=== WORK REQUIRED ===
Skip the pictures and copy all the data that follows exactly.
* * * * * * * * *
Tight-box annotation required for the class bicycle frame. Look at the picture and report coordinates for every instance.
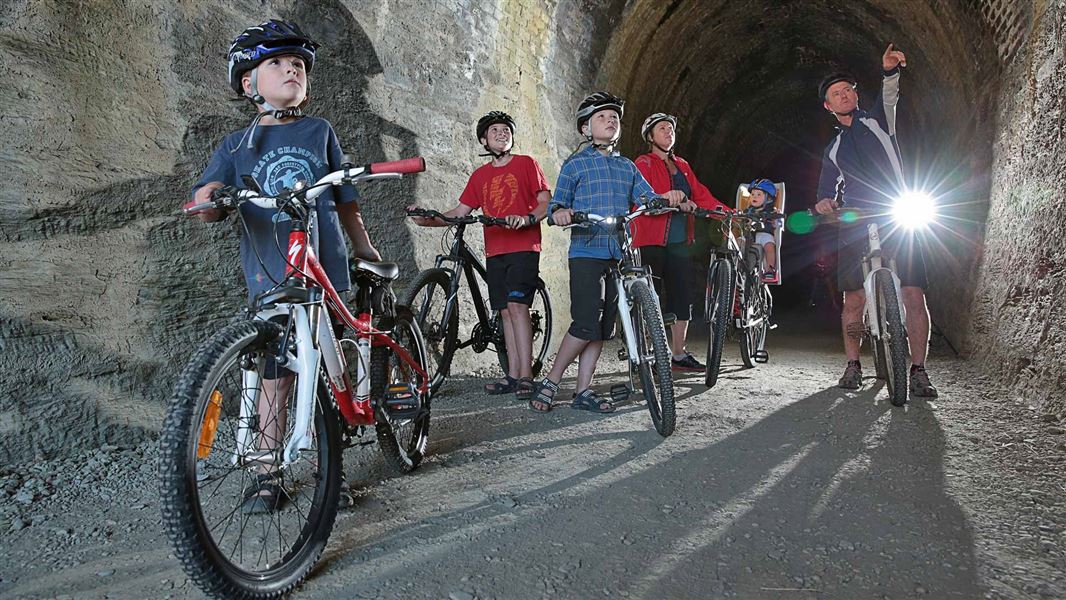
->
[571,208,664,369]
[189,162,430,468]
[433,226,496,351]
* * * * * * * * *
=== OUTPUT ===
Tight-box annotation required for the class bicycle frame. Look at the picture and report coordinates for every instance.
->
[571,208,664,369]
[189,162,430,468]
[433,226,496,351]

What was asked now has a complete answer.